__PROMPT__.
For this exercise, retype the lines from the one that holds "box: [3, 104, 32, 155]" through the one that holds "negative clicks: (515, 387)" in the records below, both included, exactly and without pictures.
━━━ GIVEN DATA ━━━
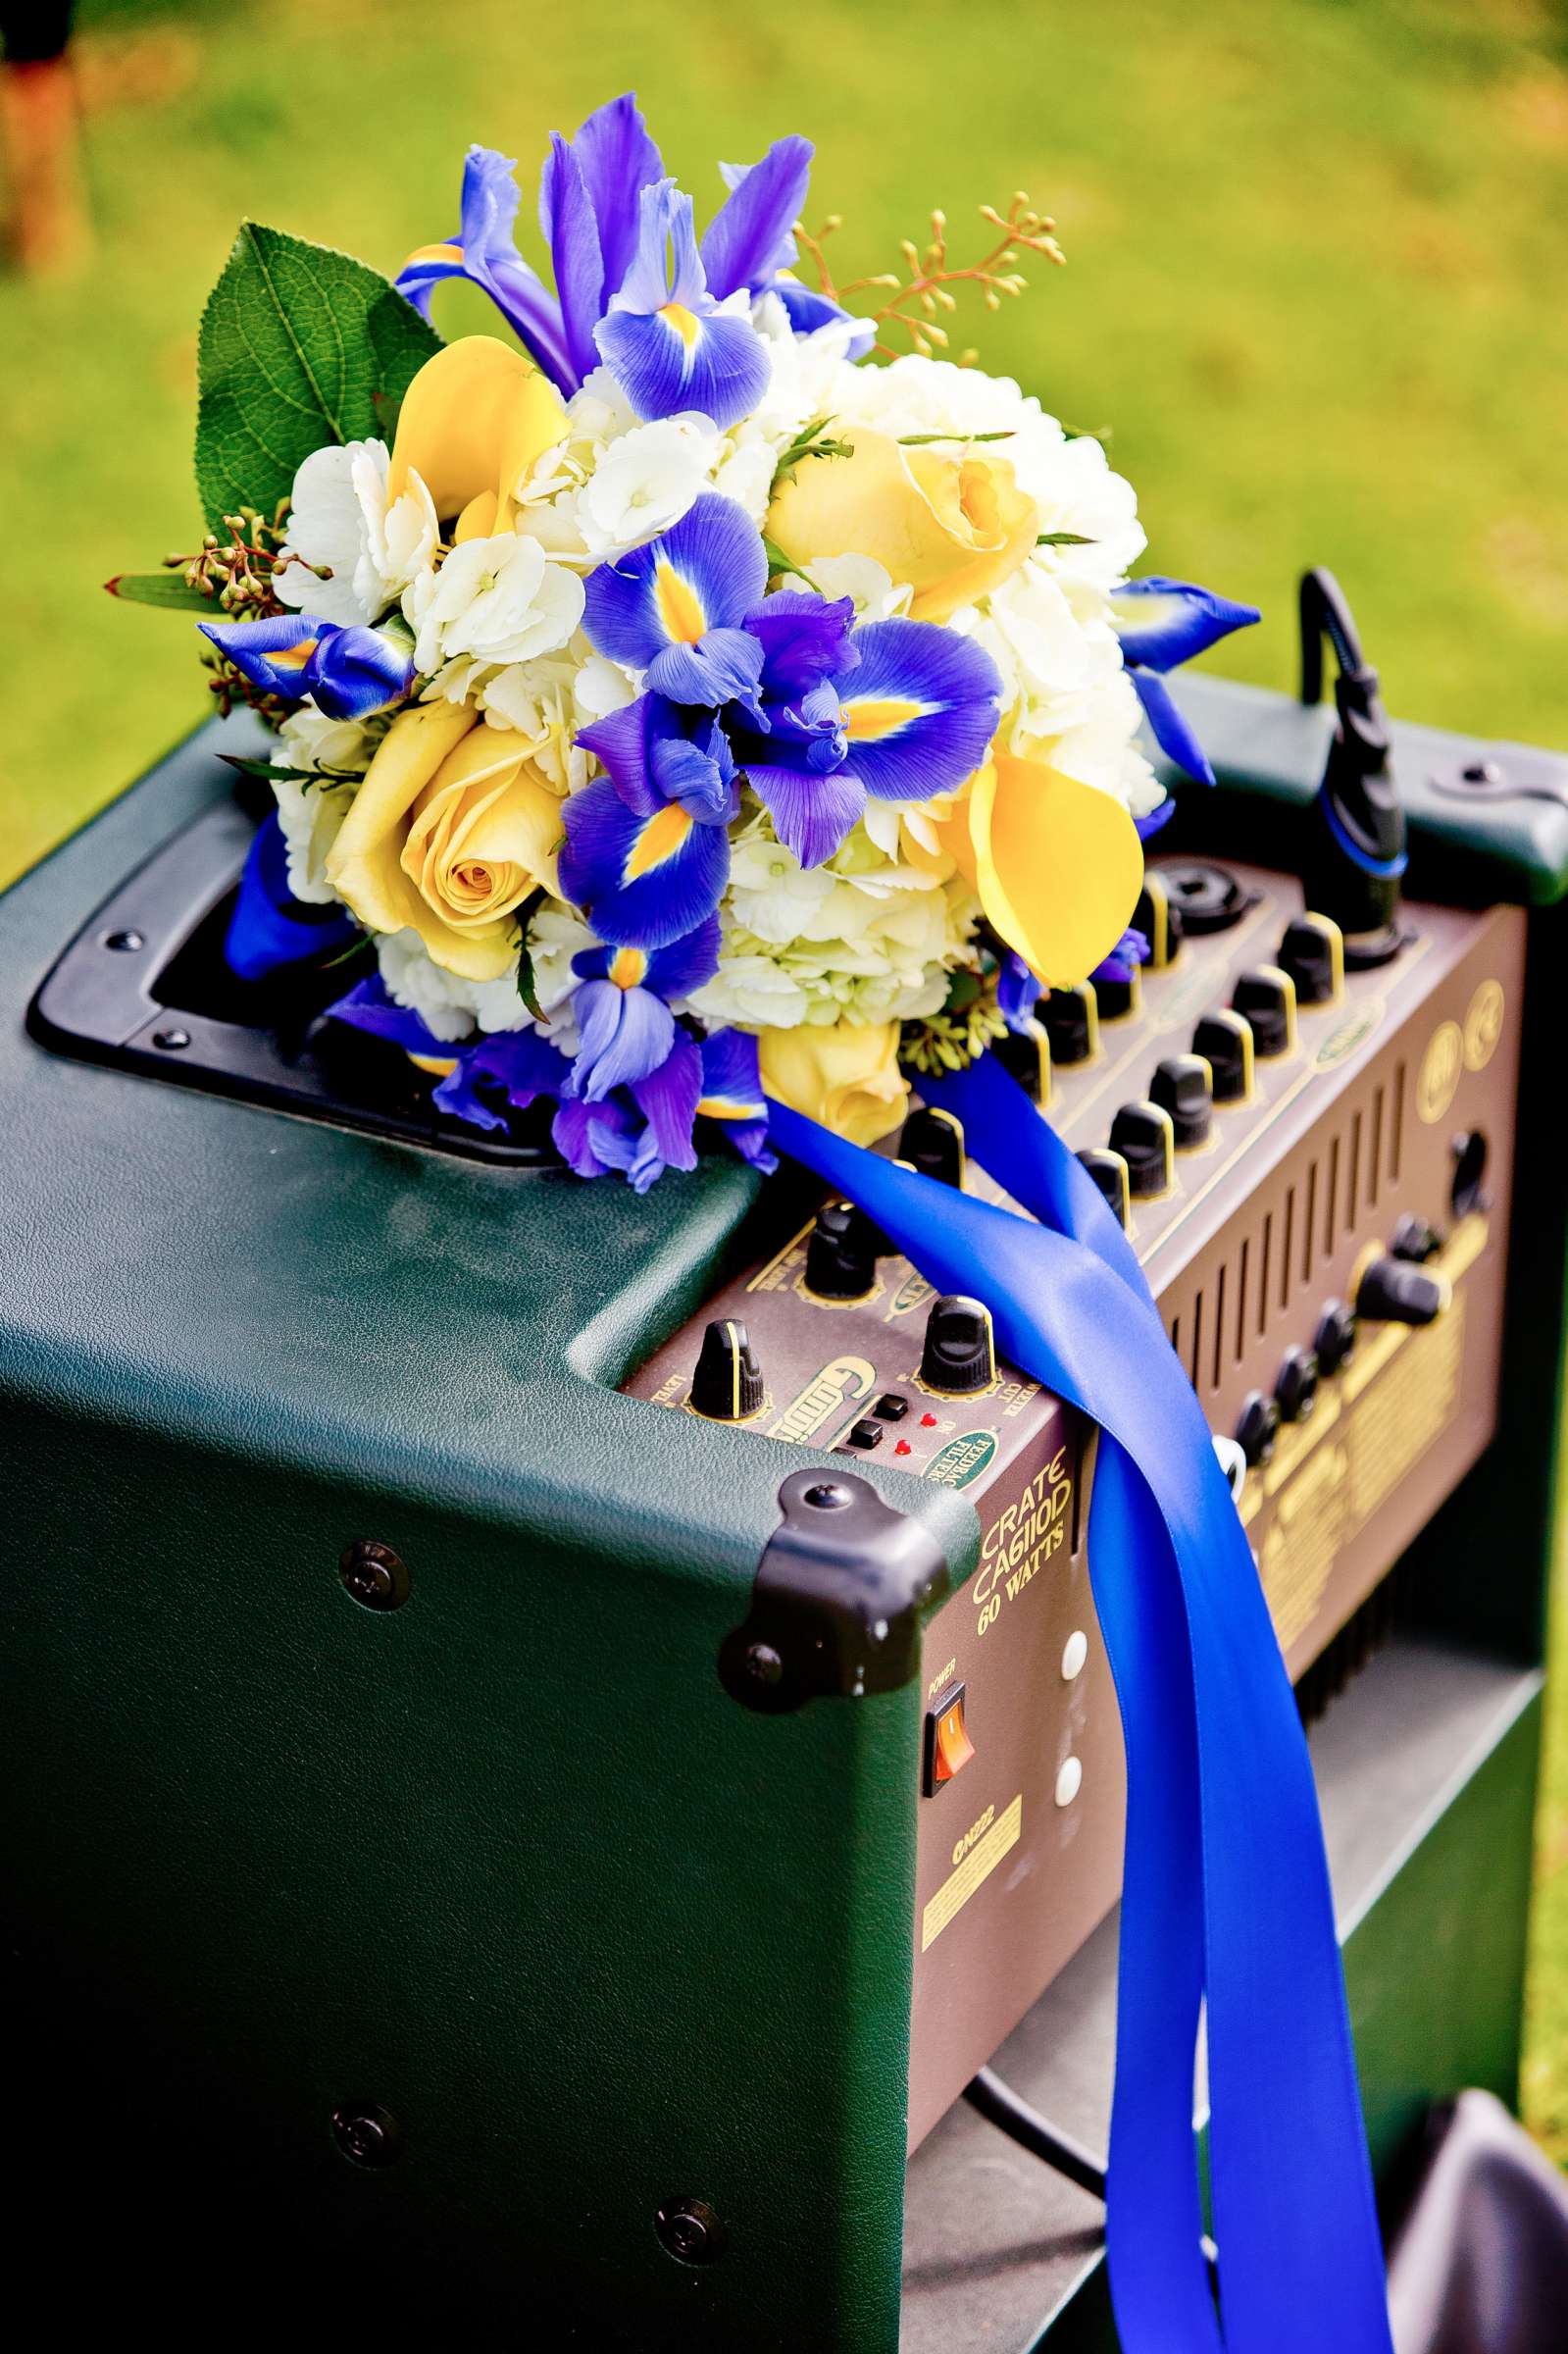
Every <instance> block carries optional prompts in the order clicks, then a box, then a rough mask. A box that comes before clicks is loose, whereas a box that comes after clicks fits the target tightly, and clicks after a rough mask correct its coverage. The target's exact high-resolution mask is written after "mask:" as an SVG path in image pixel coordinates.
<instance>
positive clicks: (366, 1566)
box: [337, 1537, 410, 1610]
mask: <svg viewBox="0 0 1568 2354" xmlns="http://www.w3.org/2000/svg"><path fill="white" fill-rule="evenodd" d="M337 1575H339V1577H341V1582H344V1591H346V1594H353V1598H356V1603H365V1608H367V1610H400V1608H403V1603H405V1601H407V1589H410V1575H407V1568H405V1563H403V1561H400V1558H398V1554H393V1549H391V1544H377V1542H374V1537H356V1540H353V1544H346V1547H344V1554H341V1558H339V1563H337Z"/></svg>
━━━
━━━ GIVEN DATA ━━━
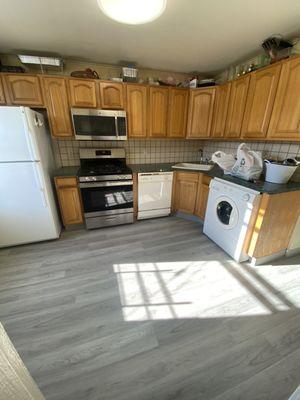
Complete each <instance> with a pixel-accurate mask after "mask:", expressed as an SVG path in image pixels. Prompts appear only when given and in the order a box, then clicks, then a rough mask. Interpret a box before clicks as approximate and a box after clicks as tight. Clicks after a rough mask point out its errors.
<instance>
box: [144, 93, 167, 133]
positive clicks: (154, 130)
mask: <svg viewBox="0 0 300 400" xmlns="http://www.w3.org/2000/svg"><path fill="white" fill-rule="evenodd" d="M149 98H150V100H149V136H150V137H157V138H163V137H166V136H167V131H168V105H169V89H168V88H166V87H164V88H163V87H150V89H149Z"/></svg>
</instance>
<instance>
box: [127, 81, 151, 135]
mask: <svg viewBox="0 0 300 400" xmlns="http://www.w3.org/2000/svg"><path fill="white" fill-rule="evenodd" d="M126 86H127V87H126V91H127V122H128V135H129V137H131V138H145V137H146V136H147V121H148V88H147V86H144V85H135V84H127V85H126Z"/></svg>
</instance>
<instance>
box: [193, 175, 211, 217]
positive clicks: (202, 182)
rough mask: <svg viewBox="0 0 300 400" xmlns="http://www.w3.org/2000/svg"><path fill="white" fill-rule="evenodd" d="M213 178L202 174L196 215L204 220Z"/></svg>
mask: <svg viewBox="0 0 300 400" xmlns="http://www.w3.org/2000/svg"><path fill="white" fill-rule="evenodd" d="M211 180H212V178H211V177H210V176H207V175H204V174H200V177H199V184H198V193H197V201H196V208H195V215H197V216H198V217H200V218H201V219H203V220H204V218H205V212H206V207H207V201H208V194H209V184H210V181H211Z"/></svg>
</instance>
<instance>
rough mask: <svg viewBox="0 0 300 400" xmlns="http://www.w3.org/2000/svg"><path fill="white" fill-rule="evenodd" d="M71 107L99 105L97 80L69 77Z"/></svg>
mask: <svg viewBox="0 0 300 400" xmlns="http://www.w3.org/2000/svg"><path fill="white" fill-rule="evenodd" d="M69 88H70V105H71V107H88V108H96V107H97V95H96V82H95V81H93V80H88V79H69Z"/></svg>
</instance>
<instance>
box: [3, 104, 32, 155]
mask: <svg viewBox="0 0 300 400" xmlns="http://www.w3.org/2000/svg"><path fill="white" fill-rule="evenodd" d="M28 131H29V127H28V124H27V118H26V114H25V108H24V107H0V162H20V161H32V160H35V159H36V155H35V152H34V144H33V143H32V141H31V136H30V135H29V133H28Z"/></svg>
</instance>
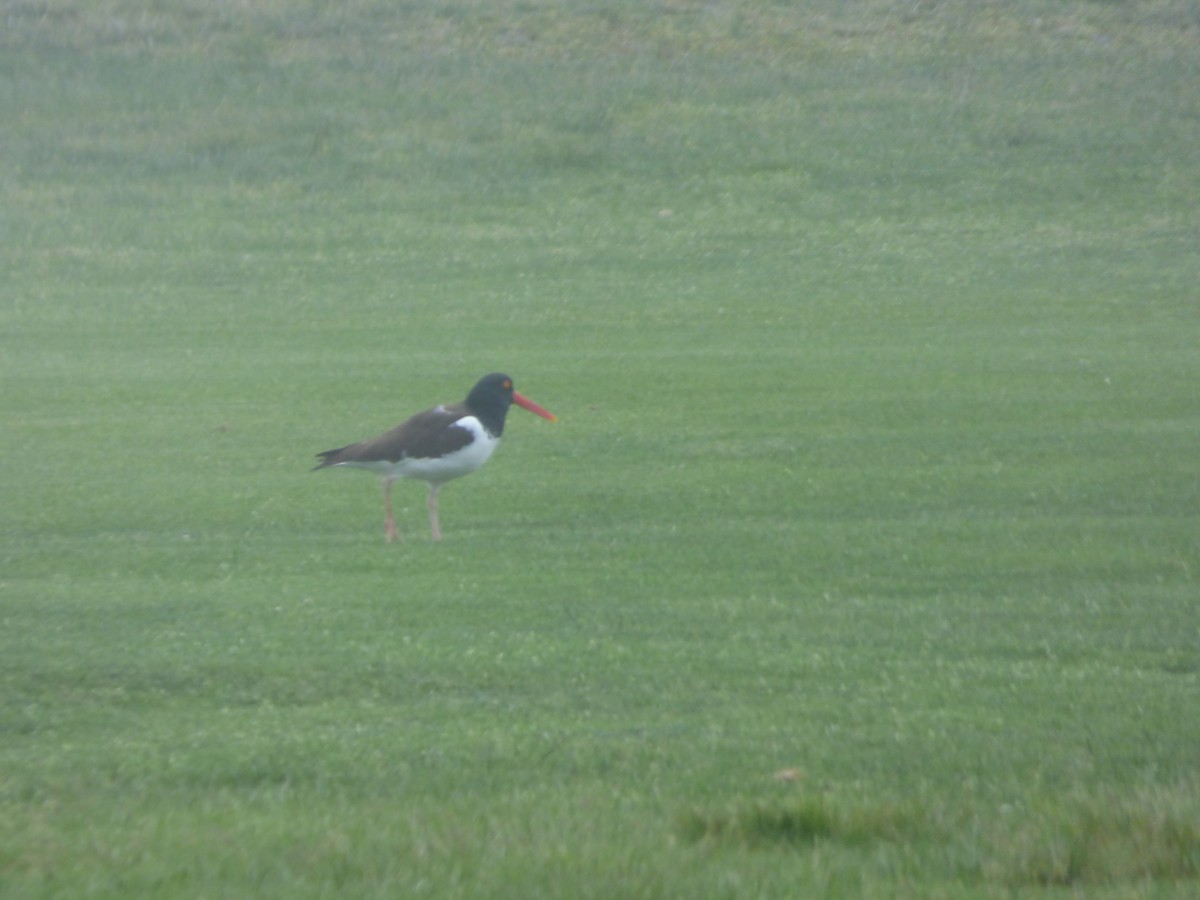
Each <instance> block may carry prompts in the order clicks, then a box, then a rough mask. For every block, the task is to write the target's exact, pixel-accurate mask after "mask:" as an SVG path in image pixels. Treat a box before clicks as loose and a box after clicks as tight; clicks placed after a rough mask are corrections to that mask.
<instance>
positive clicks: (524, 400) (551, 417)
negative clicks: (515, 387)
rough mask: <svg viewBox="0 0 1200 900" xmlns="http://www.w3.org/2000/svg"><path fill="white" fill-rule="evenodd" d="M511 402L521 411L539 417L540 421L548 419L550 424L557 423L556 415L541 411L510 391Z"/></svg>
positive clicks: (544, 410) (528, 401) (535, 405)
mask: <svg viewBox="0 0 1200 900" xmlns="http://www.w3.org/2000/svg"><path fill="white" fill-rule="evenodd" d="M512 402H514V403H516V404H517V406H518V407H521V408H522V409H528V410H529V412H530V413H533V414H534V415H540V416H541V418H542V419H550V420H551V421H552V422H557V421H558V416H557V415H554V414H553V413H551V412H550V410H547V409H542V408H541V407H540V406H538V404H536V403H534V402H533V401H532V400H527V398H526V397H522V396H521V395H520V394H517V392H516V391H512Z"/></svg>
━━━
__SOLVED EXERCISE__.
box: [3, 104, 32, 155]
mask: <svg viewBox="0 0 300 400" xmlns="http://www.w3.org/2000/svg"><path fill="white" fill-rule="evenodd" d="M28 131H29V127H28V124H27V118H26V114H25V108H24V107H0V162H20V161H32V160H35V159H36V155H35V152H34V144H33V143H32V141H31V136H30V135H29V133H28Z"/></svg>
</instance>
Each <instance> block may carry prompts in the order clicks, then a box, then a rough mask. For every block, the task is to write the target's exact, pixel-accurate mask after "mask:" as an SVG path in image pixels. Treat a box before clicks as loose and a box after clicks as tight; clicks placed after a rough mask are corrections to that mask.
<instance>
positive clicks: (524, 400) (551, 417)
negative clicks: (515, 387)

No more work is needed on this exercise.